** Exercise instructions **
Locate every line in the records below that contains the word "handle", and copy each one.
════
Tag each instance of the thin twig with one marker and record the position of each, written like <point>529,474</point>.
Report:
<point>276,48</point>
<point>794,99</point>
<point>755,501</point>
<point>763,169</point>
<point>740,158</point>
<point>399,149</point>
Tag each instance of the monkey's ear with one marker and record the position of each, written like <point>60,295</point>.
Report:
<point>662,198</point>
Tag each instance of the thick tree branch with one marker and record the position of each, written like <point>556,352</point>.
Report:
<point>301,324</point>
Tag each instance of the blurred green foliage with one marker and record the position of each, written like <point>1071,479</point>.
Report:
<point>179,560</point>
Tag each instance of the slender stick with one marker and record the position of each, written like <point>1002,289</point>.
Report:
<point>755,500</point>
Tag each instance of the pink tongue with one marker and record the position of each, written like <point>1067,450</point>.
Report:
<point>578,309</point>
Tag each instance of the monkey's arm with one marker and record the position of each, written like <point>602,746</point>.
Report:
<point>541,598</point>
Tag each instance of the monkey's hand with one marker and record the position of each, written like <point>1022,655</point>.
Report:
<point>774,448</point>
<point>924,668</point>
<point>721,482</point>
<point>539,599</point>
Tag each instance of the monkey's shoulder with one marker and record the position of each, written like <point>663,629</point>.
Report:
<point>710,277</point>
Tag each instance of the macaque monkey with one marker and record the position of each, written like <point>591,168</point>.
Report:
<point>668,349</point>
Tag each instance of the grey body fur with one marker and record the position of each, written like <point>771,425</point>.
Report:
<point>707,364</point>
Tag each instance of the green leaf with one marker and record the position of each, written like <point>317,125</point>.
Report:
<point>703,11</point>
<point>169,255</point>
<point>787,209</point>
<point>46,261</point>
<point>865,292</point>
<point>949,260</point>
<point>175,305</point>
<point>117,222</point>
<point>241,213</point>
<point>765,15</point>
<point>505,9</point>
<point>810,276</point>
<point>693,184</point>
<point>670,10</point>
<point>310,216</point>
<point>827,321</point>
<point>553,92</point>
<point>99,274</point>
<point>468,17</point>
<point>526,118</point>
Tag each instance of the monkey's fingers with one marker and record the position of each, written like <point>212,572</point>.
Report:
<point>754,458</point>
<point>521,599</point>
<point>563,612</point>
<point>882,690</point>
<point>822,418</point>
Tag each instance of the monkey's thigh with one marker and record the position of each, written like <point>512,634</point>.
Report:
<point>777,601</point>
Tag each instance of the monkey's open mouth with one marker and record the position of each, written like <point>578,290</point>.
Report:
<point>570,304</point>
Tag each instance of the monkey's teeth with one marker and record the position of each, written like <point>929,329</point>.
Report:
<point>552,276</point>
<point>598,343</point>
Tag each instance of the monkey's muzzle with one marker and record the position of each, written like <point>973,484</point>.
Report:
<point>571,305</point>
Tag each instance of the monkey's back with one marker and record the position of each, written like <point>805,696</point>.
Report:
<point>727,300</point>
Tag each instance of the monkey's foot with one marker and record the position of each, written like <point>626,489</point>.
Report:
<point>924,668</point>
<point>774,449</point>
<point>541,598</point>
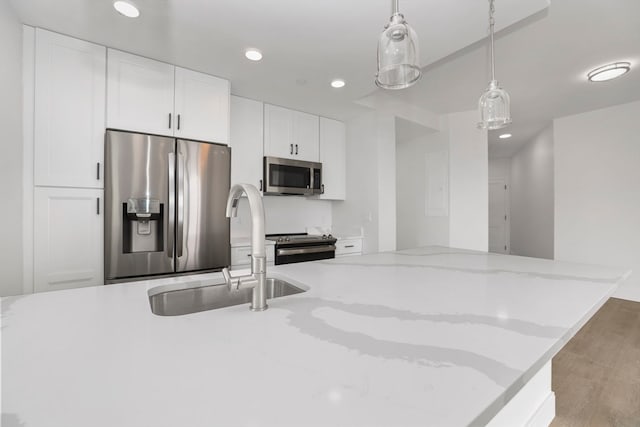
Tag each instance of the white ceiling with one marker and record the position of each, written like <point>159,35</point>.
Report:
<point>306,43</point>
<point>541,60</point>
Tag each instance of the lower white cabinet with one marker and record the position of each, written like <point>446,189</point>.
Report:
<point>346,247</point>
<point>68,238</point>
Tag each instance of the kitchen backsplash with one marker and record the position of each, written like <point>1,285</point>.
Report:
<point>284,214</point>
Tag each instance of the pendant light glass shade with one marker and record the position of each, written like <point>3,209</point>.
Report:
<point>494,105</point>
<point>398,54</point>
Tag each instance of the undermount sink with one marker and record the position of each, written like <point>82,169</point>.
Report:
<point>193,300</point>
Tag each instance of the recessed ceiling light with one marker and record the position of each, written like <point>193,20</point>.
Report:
<point>609,71</point>
<point>126,8</point>
<point>253,54</point>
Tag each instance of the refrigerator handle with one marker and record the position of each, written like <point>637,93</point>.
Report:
<point>171,209</point>
<point>180,210</point>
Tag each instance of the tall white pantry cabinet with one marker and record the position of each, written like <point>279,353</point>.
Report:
<point>68,132</point>
<point>75,90</point>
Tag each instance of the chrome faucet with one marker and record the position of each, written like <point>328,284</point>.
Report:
<point>257,280</point>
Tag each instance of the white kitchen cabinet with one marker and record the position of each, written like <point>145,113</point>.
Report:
<point>333,159</point>
<point>291,134</point>
<point>69,113</point>
<point>246,141</point>
<point>349,247</point>
<point>68,238</point>
<point>149,96</point>
<point>140,94</point>
<point>201,106</point>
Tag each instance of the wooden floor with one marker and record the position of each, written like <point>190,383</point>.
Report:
<point>596,376</point>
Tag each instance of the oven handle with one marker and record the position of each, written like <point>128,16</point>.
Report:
<point>306,250</point>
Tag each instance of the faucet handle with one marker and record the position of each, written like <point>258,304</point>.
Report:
<point>232,282</point>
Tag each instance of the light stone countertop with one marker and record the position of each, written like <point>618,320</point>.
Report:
<point>430,336</point>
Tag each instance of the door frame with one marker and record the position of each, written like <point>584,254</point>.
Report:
<point>507,200</point>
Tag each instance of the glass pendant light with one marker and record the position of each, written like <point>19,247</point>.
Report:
<point>494,104</point>
<point>398,52</point>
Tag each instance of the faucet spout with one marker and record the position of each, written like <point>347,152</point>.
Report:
<point>257,280</point>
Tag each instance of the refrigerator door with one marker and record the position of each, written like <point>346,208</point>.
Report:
<point>139,205</point>
<point>203,175</point>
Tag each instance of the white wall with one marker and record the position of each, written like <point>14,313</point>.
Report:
<point>597,197</point>
<point>284,214</point>
<point>532,189</point>
<point>468,183</point>
<point>371,175</point>
<point>414,227</point>
<point>11,148</point>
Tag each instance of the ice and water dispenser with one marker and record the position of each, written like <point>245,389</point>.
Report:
<point>142,229</point>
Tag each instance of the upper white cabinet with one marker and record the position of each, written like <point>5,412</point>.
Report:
<point>291,134</point>
<point>246,141</point>
<point>68,238</point>
<point>201,106</point>
<point>149,96</point>
<point>140,94</point>
<point>332,156</point>
<point>69,111</point>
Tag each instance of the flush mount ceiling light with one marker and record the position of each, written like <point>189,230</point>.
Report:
<point>398,52</point>
<point>126,8</point>
<point>609,71</point>
<point>494,104</point>
<point>253,54</point>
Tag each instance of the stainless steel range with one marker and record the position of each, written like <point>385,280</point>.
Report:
<point>301,247</point>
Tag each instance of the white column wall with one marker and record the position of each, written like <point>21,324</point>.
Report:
<point>597,197</point>
<point>11,148</point>
<point>468,183</point>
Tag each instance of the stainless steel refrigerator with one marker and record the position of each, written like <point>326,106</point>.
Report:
<point>165,201</point>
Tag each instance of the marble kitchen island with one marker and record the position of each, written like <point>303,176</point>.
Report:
<point>423,337</point>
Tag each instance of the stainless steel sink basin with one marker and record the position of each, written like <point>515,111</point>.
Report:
<point>193,300</point>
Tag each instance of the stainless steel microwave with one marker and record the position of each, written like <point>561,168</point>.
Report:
<point>295,177</point>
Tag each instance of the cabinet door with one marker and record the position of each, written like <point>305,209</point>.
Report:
<point>306,136</point>
<point>68,238</point>
<point>69,111</point>
<point>333,158</point>
<point>246,141</point>
<point>201,107</point>
<point>278,132</point>
<point>139,94</point>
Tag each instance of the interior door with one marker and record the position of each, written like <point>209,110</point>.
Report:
<point>498,217</point>
<point>202,229</point>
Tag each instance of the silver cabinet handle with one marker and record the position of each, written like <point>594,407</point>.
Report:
<point>172,200</point>
<point>306,250</point>
<point>180,228</point>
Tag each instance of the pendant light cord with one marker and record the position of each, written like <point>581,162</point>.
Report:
<point>394,7</point>
<point>491,25</point>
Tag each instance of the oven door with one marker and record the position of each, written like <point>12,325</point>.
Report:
<point>289,255</point>
<point>286,176</point>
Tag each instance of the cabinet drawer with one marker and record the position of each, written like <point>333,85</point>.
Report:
<point>348,246</point>
<point>241,255</point>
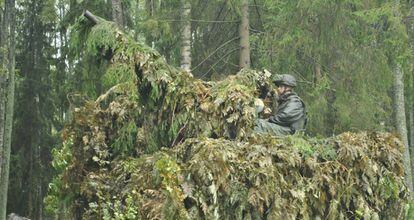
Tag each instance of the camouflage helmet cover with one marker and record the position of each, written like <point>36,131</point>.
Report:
<point>285,79</point>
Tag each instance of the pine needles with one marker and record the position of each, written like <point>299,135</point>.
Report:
<point>163,145</point>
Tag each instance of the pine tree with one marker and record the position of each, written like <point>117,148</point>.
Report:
<point>186,37</point>
<point>8,41</point>
<point>244,36</point>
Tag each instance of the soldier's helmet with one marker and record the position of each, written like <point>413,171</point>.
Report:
<point>285,79</point>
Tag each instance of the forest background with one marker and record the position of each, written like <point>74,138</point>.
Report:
<point>353,60</point>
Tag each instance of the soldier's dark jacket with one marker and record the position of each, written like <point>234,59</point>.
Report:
<point>290,112</point>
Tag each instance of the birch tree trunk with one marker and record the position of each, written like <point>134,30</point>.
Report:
<point>3,76</point>
<point>117,13</point>
<point>399,108</point>
<point>10,42</point>
<point>244,36</point>
<point>186,37</point>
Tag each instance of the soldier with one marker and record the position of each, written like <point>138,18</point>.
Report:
<point>290,115</point>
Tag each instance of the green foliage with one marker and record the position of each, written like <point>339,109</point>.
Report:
<point>345,51</point>
<point>211,166</point>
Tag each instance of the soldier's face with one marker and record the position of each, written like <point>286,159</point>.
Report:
<point>280,89</point>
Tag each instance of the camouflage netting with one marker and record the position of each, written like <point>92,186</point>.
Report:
<point>161,144</point>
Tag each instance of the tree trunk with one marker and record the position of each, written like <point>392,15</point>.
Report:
<point>244,36</point>
<point>411,126</point>
<point>9,24</point>
<point>3,76</point>
<point>399,108</point>
<point>117,13</point>
<point>186,37</point>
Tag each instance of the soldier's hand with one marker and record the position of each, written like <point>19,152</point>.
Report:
<point>267,111</point>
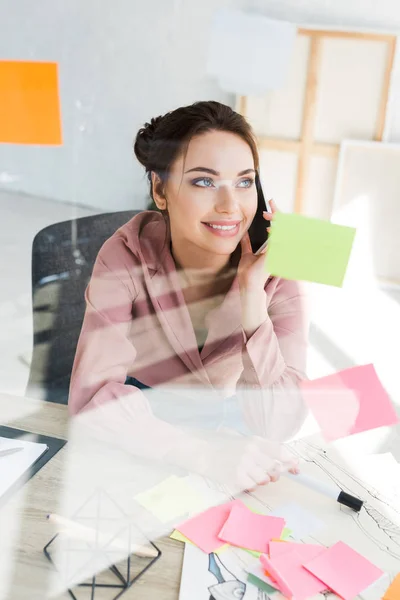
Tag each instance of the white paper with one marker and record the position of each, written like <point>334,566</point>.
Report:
<point>374,532</point>
<point>249,54</point>
<point>16,465</point>
<point>227,579</point>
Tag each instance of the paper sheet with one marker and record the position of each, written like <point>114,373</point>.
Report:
<point>17,465</point>
<point>30,105</point>
<point>303,248</point>
<point>249,53</point>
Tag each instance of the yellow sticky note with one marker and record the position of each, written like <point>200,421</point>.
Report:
<point>176,535</point>
<point>30,105</point>
<point>170,499</point>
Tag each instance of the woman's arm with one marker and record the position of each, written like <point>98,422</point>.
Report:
<point>274,355</point>
<point>119,413</point>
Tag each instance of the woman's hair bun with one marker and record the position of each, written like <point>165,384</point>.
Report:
<point>144,140</point>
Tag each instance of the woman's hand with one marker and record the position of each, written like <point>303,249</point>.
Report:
<point>252,274</point>
<point>240,463</point>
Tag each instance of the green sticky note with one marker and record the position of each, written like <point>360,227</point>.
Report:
<point>260,584</point>
<point>171,498</point>
<point>305,249</point>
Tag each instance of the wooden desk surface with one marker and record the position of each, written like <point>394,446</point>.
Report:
<point>24,570</point>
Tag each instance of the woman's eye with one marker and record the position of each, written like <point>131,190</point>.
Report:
<point>203,182</point>
<point>246,182</point>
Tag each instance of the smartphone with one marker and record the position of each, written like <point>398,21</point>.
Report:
<point>258,233</point>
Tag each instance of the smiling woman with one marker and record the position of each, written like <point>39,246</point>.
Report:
<point>179,300</point>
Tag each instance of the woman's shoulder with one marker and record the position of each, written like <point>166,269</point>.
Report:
<point>142,240</point>
<point>280,289</point>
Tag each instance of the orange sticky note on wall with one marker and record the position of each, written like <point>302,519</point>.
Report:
<point>393,591</point>
<point>29,103</point>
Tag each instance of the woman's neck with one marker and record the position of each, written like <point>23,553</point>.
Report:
<point>199,262</point>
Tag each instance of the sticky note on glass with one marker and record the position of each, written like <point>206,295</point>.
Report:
<point>249,53</point>
<point>344,571</point>
<point>261,584</point>
<point>246,529</point>
<point>302,522</point>
<point>393,591</point>
<point>170,499</point>
<point>348,402</point>
<point>203,529</point>
<point>288,566</point>
<point>30,104</point>
<point>305,249</point>
<point>176,535</point>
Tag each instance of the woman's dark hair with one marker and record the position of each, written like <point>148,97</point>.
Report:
<point>165,138</point>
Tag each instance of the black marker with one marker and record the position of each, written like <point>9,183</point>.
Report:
<point>330,490</point>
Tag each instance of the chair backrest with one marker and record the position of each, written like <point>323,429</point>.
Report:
<point>63,256</point>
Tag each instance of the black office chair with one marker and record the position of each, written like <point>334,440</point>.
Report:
<point>63,256</point>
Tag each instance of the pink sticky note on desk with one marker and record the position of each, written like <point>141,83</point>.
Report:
<point>246,529</point>
<point>307,551</point>
<point>288,566</point>
<point>203,529</point>
<point>349,402</point>
<point>343,570</point>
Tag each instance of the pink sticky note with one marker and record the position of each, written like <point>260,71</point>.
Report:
<point>349,402</point>
<point>203,529</point>
<point>249,530</point>
<point>343,570</point>
<point>307,551</point>
<point>289,566</point>
<point>276,576</point>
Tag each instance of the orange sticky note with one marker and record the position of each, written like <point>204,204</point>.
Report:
<point>29,101</point>
<point>393,591</point>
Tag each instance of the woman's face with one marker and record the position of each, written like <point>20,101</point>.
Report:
<point>211,195</point>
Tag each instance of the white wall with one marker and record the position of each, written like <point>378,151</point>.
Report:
<point>122,62</point>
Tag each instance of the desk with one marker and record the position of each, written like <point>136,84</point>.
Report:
<point>29,568</point>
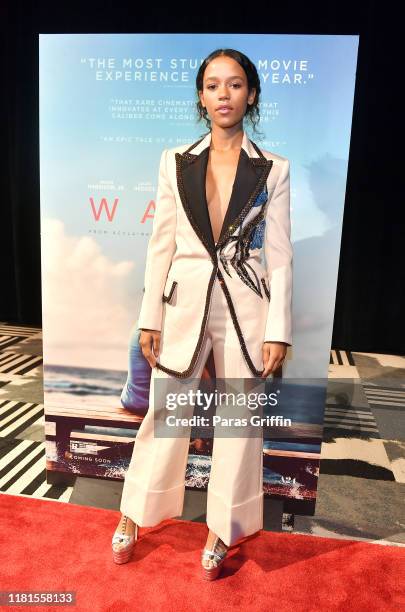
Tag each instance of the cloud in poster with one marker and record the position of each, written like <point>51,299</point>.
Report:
<point>87,308</point>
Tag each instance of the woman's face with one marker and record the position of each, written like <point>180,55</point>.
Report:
<point>225,85</point>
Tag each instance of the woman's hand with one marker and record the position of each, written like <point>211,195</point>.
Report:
<point>273,356</point>
<point>150,338</point>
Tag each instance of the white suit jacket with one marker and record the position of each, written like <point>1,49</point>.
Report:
<point>252,258</point>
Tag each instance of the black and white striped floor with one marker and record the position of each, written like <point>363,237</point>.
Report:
<point>22,423</point>
<point>353,444</point>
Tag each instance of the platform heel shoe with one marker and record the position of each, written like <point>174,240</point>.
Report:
<point>123,544</point>
<point>215,555</point>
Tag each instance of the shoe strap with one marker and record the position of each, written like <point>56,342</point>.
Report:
<point>209,554</point>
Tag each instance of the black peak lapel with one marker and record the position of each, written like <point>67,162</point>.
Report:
<point>191,168</point>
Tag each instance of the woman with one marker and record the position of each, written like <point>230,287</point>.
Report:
<point>219,202</point>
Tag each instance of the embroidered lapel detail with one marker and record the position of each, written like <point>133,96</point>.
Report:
<point>251,175</point>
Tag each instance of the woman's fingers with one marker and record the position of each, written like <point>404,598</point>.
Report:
<point>273,357</point>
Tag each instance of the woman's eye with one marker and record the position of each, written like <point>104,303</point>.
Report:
<point>234,84</point>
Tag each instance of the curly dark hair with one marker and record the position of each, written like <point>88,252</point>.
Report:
<point>252,111</point>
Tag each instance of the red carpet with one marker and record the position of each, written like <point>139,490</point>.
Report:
<point>47,545</point>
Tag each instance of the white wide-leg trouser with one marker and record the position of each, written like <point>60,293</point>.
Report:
<point>154,485</point>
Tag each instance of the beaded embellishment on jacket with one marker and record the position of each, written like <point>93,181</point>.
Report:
<point>250,236</point>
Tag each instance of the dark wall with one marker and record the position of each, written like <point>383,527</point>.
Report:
<point>370,301</point>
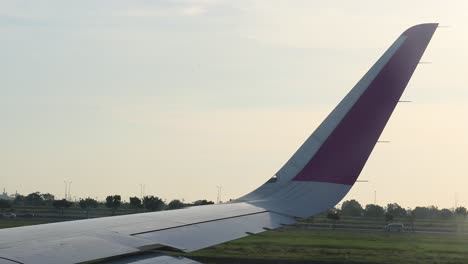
════
** Problem solution **
Tag each instance of the refrigerator handle with one marker and record the position of each, written like <point>637,93</point>.
Tag each instance of the oven handle with one marker and record the position of each, written like <point>128,16</point>.
Tag each instance of the faucet handle with one marker and record the position of each, written like <point>258,304</point>.
Tag each instance of the silver cabinet handle with one marker and record the position of each, written like <point>594,407</point>.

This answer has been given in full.